*WHAT IS ASKED*. Can you write out the data below word for word, starting at the line that contains "Locate the stone" and ending at the line that contains "[[85, 64, 207, 89]]", including both of those lines but leaving out the pictures?

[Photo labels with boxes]
--

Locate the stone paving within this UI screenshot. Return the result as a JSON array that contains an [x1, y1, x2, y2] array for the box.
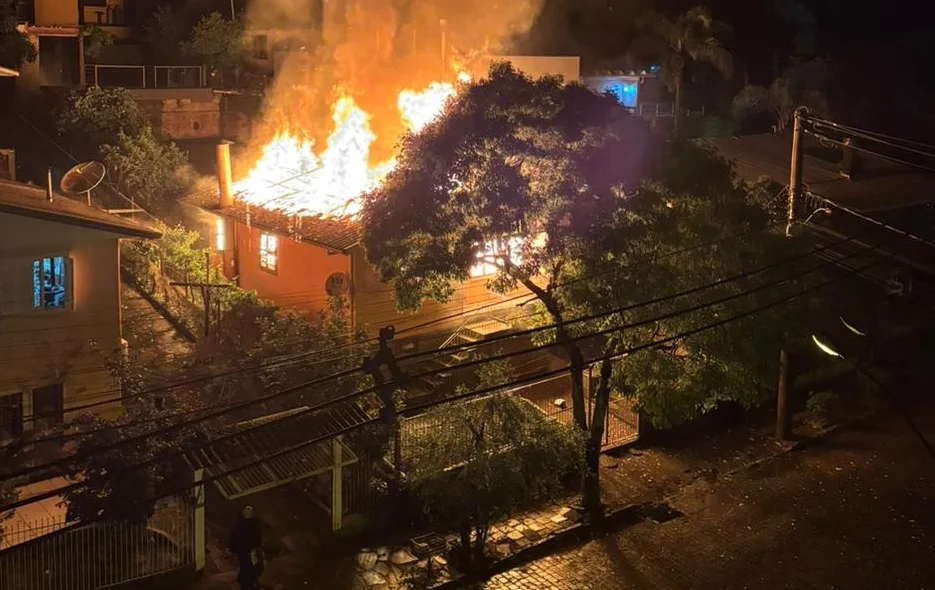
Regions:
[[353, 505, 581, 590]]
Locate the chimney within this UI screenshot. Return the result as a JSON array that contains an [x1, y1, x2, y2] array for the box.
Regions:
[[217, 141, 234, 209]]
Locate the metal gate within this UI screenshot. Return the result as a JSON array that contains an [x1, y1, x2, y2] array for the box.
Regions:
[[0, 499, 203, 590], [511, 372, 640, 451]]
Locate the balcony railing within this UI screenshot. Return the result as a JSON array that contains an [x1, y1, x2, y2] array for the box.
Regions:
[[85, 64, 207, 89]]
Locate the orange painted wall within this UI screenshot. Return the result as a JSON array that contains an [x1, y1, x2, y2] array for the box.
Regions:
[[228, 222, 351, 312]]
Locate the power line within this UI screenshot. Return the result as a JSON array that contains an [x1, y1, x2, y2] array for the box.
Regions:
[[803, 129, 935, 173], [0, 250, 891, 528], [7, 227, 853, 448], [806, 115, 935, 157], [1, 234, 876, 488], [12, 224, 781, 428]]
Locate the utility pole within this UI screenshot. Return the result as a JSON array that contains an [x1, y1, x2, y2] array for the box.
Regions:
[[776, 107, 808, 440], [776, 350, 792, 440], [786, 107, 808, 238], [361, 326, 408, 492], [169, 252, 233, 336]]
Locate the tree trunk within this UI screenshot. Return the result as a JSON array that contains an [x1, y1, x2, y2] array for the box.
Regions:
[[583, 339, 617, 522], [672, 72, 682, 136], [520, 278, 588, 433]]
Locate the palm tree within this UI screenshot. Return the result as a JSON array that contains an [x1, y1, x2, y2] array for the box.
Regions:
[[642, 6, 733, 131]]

--

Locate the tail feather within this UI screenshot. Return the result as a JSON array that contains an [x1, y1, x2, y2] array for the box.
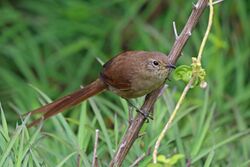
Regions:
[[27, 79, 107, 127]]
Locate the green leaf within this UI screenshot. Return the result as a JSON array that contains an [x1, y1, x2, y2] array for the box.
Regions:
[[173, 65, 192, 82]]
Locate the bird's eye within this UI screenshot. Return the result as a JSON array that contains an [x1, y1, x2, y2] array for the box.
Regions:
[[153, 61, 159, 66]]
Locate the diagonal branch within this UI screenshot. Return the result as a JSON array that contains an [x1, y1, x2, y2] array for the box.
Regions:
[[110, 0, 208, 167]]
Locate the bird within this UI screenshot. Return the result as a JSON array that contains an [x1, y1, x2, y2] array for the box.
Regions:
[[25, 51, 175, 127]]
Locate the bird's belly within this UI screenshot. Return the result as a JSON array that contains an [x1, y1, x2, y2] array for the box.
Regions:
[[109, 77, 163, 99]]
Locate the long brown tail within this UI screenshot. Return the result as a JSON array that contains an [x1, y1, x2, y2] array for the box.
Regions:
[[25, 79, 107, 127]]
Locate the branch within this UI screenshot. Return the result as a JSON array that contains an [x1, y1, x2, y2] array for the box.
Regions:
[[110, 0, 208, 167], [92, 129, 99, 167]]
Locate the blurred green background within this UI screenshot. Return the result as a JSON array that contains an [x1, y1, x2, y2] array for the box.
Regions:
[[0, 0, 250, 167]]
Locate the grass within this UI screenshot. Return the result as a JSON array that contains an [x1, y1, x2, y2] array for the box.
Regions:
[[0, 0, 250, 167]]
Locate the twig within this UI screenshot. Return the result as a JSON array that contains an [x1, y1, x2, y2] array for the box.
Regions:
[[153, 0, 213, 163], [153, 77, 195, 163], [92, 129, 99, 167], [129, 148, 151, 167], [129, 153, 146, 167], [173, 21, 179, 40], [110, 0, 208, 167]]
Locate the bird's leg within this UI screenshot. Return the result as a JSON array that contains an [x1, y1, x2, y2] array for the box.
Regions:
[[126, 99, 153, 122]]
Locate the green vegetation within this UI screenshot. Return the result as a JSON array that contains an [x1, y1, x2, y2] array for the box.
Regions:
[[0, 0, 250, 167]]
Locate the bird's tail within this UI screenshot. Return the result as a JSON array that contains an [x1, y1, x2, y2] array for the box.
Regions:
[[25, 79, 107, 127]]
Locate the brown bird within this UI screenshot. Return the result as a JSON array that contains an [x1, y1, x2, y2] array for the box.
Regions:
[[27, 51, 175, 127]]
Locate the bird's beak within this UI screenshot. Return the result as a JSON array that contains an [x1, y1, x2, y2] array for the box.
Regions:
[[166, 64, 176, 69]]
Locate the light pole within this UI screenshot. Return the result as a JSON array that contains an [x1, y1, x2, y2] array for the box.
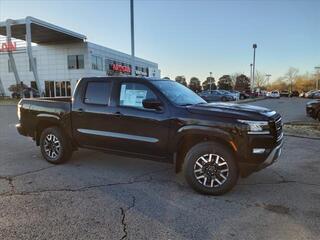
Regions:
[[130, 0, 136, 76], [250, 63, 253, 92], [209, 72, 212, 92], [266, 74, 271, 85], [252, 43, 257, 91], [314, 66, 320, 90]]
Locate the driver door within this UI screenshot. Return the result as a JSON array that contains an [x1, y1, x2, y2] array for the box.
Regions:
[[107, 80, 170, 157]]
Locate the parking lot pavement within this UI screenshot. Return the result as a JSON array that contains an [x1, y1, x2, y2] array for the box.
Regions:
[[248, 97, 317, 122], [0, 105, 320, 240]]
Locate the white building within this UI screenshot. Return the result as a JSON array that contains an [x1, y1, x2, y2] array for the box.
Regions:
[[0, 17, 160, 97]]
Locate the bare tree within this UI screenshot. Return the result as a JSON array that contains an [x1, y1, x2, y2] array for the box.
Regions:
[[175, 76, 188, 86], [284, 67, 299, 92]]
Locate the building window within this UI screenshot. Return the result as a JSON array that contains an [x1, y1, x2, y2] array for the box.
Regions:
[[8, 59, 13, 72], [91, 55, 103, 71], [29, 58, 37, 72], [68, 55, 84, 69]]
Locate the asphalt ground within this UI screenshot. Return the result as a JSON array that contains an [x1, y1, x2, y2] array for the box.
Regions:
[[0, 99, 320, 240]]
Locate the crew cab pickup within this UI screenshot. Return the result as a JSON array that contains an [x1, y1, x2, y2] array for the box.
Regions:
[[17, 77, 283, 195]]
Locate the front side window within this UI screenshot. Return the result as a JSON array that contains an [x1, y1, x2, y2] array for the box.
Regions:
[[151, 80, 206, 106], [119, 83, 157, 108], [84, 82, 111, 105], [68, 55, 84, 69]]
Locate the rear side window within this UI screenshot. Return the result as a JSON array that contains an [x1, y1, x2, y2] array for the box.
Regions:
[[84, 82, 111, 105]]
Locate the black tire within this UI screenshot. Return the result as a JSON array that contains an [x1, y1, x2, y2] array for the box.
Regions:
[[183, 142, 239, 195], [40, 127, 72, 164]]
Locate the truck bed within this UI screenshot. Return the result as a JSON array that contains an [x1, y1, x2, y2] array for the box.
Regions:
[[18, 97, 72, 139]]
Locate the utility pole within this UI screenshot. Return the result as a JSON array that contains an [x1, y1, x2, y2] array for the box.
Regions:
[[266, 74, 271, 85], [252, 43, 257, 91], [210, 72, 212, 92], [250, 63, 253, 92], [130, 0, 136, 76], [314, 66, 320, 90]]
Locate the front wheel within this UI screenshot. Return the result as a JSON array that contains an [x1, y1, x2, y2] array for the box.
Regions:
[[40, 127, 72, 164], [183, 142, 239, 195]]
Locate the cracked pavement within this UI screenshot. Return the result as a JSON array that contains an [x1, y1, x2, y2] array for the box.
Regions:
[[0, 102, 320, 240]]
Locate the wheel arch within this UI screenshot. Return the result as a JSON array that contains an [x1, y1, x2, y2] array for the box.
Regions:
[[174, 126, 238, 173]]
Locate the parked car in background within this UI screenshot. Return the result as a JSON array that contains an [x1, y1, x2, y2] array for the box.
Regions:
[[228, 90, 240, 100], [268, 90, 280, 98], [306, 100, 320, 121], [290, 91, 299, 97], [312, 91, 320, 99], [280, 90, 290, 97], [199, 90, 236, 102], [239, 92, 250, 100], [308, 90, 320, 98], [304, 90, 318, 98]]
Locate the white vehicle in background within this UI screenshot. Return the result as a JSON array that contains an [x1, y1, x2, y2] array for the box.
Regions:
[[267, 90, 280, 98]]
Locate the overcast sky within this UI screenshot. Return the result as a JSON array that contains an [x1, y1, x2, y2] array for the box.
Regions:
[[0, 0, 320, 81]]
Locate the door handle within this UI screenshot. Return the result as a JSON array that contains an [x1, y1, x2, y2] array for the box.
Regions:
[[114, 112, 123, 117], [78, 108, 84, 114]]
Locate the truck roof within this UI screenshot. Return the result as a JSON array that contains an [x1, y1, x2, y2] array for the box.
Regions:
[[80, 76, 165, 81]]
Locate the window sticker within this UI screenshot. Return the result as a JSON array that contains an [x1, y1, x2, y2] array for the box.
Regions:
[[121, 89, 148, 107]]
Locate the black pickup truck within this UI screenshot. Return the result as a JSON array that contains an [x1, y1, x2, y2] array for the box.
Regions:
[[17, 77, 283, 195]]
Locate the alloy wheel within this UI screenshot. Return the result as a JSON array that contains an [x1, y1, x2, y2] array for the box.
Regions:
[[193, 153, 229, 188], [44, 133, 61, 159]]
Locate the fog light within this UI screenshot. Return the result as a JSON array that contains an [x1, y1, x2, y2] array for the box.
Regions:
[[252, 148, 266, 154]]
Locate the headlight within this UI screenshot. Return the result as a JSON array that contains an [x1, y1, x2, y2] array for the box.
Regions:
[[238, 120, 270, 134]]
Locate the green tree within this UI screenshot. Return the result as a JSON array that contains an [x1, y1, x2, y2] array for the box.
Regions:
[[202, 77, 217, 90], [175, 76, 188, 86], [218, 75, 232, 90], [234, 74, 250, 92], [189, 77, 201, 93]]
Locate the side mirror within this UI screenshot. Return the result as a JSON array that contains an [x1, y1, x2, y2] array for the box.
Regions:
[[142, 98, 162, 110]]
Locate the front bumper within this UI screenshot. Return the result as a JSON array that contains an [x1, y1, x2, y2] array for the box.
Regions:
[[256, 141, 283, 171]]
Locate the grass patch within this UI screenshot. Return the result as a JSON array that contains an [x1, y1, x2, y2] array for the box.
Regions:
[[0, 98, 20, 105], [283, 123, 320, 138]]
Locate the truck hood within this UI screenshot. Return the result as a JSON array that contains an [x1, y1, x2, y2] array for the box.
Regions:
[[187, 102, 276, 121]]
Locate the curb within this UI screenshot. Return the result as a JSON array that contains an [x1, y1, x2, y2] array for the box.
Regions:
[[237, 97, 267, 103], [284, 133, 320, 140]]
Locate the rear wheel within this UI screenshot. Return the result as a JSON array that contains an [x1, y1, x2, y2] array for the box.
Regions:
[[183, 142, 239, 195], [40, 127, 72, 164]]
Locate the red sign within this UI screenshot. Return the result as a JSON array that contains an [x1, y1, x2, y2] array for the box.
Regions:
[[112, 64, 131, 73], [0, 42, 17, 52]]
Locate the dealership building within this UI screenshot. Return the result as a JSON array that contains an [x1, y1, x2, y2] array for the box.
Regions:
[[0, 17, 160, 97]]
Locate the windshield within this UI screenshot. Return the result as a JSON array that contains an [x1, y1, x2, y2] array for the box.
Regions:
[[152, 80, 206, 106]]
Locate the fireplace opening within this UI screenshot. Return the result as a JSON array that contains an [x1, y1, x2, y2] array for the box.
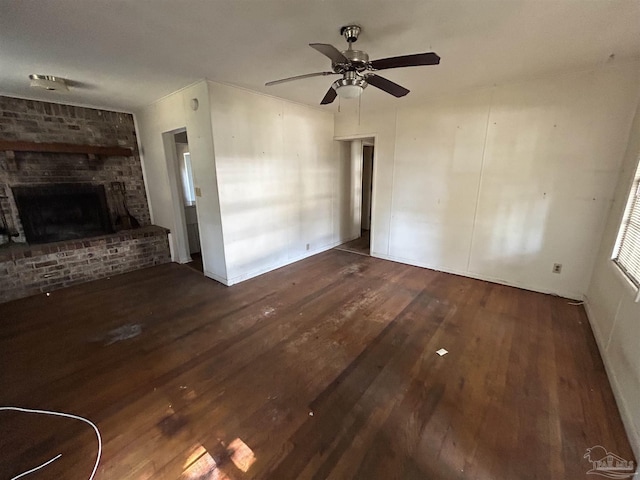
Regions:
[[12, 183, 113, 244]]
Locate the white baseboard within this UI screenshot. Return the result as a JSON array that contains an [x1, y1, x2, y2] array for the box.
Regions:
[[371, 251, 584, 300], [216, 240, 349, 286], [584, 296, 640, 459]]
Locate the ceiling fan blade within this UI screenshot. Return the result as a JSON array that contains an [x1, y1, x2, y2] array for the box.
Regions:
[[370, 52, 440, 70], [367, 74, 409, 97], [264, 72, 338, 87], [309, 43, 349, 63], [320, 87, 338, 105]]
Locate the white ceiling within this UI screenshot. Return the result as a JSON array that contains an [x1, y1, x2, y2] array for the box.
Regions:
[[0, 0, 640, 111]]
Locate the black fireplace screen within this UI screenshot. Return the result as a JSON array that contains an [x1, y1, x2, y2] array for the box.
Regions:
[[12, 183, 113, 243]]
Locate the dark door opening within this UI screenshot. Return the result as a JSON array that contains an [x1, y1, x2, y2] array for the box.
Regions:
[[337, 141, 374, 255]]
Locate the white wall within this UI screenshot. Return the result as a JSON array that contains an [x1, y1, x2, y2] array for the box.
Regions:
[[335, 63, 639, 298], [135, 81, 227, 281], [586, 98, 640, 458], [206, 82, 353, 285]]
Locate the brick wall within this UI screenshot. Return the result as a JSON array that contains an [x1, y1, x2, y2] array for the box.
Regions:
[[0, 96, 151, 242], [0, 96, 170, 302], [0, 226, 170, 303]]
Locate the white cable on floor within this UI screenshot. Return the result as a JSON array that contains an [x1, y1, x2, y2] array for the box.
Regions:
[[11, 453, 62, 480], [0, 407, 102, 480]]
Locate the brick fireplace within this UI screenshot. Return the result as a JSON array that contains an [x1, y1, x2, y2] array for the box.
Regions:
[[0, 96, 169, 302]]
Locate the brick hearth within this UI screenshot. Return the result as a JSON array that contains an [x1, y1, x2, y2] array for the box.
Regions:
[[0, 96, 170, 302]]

--

*WRITTEN RESPONSE*.
Locate the stone paving within this UI screenshot. Return the result as a JSON array that contains an [x1, y1, x2, y2] array for the box.
Regions:
[[353, 505, 581, 590]]
Locate the chimney within this UI screenshot. Return the result as a JSON array that contains an [x1, y1, x2, y2] array for the box.
Regions:
[[217, 141, 234, 209]]
Locate the metal gate within this UI screenshot. Return the result as a JSON array that contains an [x1, y1, x2, y2] array for the box.
Regions:
[[0, 499, 203, 590], [511, 372, 640, 451]]
Locate the balcony railing within this UI screenshot. Return the result as a JSON array that contains an [x1, y1, x2, y2] array for the box.
Regions:
[[85, 64, 207, 89]]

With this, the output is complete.